__Assigned task__. The response should be the complete listing below, unchanged.

__Record extracts__.
Content starts

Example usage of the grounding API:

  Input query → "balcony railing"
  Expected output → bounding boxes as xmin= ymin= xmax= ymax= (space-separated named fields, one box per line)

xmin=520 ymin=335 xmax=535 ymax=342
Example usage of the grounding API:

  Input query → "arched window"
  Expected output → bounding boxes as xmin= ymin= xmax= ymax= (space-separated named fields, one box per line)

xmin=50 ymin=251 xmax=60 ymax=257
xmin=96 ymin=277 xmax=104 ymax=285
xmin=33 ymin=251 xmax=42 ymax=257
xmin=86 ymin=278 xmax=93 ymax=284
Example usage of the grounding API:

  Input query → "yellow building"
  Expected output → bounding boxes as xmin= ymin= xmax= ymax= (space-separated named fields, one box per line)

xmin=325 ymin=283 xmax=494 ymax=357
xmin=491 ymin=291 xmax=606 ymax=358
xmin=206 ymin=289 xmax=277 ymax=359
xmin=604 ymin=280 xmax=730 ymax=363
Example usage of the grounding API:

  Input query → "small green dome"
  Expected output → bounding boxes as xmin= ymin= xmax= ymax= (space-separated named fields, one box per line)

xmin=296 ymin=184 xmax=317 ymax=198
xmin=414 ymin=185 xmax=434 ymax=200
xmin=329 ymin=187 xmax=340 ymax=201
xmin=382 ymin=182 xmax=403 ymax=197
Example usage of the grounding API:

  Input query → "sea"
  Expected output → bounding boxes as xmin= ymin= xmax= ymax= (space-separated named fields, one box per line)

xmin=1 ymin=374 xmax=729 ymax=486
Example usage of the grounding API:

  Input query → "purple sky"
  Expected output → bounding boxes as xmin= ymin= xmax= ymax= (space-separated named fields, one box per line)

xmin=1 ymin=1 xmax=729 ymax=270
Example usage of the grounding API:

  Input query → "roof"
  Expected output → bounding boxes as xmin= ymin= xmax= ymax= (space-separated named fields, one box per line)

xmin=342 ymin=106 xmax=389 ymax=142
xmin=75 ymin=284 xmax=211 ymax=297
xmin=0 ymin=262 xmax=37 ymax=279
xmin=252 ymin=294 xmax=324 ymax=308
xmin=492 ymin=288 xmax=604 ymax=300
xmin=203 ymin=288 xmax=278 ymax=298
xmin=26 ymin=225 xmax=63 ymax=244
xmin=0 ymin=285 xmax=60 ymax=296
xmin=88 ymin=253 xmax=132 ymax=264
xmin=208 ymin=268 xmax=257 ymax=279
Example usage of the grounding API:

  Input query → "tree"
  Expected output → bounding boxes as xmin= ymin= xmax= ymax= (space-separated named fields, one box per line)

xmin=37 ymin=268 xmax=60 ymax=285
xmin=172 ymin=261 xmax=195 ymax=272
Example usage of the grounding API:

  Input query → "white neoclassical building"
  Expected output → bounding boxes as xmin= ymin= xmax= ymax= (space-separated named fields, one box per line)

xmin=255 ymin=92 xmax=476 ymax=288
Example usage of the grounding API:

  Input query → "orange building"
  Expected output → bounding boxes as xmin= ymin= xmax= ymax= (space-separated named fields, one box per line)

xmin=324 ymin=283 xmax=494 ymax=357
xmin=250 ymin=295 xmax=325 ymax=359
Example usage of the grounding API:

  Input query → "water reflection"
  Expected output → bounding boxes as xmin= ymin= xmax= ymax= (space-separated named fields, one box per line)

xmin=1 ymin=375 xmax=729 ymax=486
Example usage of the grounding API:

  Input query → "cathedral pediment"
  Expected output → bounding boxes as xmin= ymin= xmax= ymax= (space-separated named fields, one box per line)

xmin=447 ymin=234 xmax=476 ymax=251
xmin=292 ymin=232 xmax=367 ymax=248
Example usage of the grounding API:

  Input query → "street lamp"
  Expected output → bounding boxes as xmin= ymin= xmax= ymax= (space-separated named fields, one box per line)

Content ends

__Written solution__.
Example usage of the grounding API:

  Input query → "balcony railing"
  Expected output → bounding boxes as xmin= ymin= xmax= ymax= (space-separated named fields, one box per line)

xmin=520 ymin=335 xmax=535 ymax=342
Example usage of the grounding API:

  Input query → "arched window"
  Expected output → bounding boxes as xmin= ymin= xmax= ymax= (space-separated named fields, one box per line)

xmin=50 ymin=251 xmax=60 ymax=257
xmin=96 ymin=277 xmax=104 ymax=285
xmin=33 ymin=251 xmax=42 ymax=257
xmin=86 ymin=278 xmax=93 ymax=284
Example usage of the grounding API:

  Input query → "yellow building"
  Expected output → bounding boxes as xmin= ymin= xmax= ymax= (space-separated named fields, one box per line)

xmin=325 ymin=283 xmax=494 ymax=357
xmin=491 ymin=291 xmax=606 ymax=358
xmin=206 ymin=289 xmax=277 ymax=359
xmin=604 ymin=280 xmax=730 ymax=363
Example usage of the grounding API:

  Input query → "small green dome"
  Expected output → bounding boxes as xmin= ymin= xmax= ymax= (space-separated named fields, one box per line)

xmin=296 ymin=184 xmax=317 ymax=198
xmin=414 ymin=185 xmax=434 ymax=200
xmin=329 ymin=187 xmax=340 ymax=201
xmin=382 ymin=182 xmax=403 ymax=197
Example usage of the grounding API:

  Input query → "sea"
  Expected output → bounding boxes as xmin= ymin= xmax= ymax= (space-separated named fields, one box per line)

xmin=1 ymin=374 xmax=729 ymax=486
Example usage of the grounding API:

  Input query → "purple sky"
  Expected output → bounding boxes as xmin= ymin= xmax= ymax= (space-separated named fields, one box per line)

xmin=1 ymin=1 xmax=729 ymax=270
Example usage of the grounding API:

  Input query → "roof"
  Expected output → bounding boxes as xmin= ymin= xmax= ymax= (space-separated named fields, one box per line)

xmin=342 ymin=106 xmax=389 ymax=142
xmin=75 ymin=284 xmax=211 ymax=297
xmin=0 ymin=262 xmax=37 ymax=279
xmin=252 ymin=294 xmax=324 ymax=308
xmin=492 ymin=288 xmax=604 ymax=300
xmin=203 ymin=288 xmax=278 ymax=298
xmin=26 ymin=225 xmax=63 ymax=244
xmin=0 ymin=285 xmax=60 ymax=296
xmin=88 ymin=253 xmax=132 ymax=264
xmin=208 ymin=268 xmax=257 ymax=279
Example usage of the grounding API:

  Input query → "tree"
  Expected output → bounding boxes as xmin= ymin= xmax= ymax= (space-separated named fields, one box per line)

xmin=37 ymin=268 xmax=60 ymax=285
xmin=172 ymin=261 xmax=195 ymax=272
Example usage of the grounding API:

  Input query → "white neoclassical building"
  Expected output → bounding boxes as xmin= ymin= xmax= ymax= (space-separated named fields, one box per line)

xmin=255 ymin=92 xmax=476 ymax=288
Example usage of the grounding API:

  Input query → "orange building"
  Expected output → bounding boxes as xmin= ymin= xmax= ymax= (space-separated named fields, one box per line)

xmin=324 ymin=283 xmax=494 ymax=357
xmin=250 ymin=295 xmax=325 ymax=359
Example usage of the grounding API:

  Input query → "water reflection"
  Expected output → bounding boxes as xmin= ymin= xmax= ymax= (space-separated named fields, one box per line)

xmin=1 ymin=375 xmax=729 ymax=486
Example usage of the grounding API:

  Input query → "cathedral pediment"
  Expected output → bounding boxes as xmin= ymin= xmax= ymax= (space-separated named fields, one box per line)

xmin=447 ymin=234 xmax=476 ymax=251
xmin=292 ymin=232 xmax=367 ymax=248
Example usage of the grounding API:

  Input query → "street lamp"
  Expected output → bounding boxes as xmin= ymin= xmax= ymax= (space-separated named fields, one box per line)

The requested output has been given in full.